— start INFORMATION SUPPLIED —

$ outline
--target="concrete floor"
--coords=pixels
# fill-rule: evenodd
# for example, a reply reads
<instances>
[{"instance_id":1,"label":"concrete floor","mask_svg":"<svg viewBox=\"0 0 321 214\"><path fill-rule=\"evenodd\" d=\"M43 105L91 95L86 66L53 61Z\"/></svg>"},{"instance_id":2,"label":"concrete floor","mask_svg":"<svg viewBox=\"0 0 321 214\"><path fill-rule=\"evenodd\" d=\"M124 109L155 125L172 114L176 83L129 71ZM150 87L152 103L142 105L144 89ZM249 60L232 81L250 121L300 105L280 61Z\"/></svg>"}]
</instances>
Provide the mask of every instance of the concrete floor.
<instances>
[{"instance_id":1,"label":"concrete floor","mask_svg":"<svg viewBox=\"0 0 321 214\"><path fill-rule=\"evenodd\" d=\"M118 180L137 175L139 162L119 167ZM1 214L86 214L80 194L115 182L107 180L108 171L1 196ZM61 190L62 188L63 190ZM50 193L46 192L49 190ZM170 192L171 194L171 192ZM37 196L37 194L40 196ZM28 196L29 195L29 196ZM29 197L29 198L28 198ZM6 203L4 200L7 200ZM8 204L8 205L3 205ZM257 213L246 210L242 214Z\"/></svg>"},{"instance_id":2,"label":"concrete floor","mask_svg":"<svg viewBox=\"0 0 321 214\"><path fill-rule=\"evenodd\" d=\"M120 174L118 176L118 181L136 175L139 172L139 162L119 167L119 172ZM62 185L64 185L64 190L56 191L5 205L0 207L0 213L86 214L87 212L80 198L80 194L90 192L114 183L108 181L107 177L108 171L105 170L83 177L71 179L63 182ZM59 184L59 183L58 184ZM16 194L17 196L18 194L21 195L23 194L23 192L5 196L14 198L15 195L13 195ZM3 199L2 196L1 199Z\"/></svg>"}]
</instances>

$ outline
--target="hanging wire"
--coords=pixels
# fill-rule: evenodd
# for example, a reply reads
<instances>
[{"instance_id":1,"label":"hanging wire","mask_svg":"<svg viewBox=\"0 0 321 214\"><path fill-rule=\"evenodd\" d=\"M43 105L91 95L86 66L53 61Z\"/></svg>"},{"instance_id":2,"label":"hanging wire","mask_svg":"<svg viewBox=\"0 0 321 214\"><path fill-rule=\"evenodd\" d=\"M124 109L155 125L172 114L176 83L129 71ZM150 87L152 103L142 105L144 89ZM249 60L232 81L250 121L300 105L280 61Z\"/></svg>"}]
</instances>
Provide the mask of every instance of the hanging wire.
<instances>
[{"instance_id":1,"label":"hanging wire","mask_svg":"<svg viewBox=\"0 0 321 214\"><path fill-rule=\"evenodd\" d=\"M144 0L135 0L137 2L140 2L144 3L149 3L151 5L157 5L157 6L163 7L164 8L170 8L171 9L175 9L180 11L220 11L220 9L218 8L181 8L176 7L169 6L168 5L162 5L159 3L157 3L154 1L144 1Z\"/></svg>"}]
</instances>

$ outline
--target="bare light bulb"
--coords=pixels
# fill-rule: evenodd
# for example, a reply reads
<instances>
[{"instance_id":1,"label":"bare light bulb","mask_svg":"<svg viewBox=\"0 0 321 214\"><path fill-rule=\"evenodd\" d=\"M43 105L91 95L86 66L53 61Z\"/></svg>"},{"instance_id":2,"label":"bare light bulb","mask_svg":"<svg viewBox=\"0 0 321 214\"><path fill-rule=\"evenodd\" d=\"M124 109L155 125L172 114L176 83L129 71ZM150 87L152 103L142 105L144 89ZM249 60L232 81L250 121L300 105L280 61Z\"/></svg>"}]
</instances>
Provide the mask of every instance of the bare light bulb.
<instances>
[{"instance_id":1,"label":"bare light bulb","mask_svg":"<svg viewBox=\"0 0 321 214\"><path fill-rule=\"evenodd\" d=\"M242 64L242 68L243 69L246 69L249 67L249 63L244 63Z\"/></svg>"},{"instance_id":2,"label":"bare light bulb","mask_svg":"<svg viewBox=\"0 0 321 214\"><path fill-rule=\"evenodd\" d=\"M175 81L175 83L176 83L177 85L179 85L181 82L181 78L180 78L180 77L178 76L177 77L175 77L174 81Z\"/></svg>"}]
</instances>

— end INFORMATION SUPPLIED —

__REQUIREMENT__:
Filter the lines above, keeping each one that contains the word "Provide". Case counts.

__TASK SOLUTION__:
Provide the mask of every instance of the concrete floor.
Provide the mask of every instance of the hanging wire.
Provide the mask of every instance of the bare light bulb.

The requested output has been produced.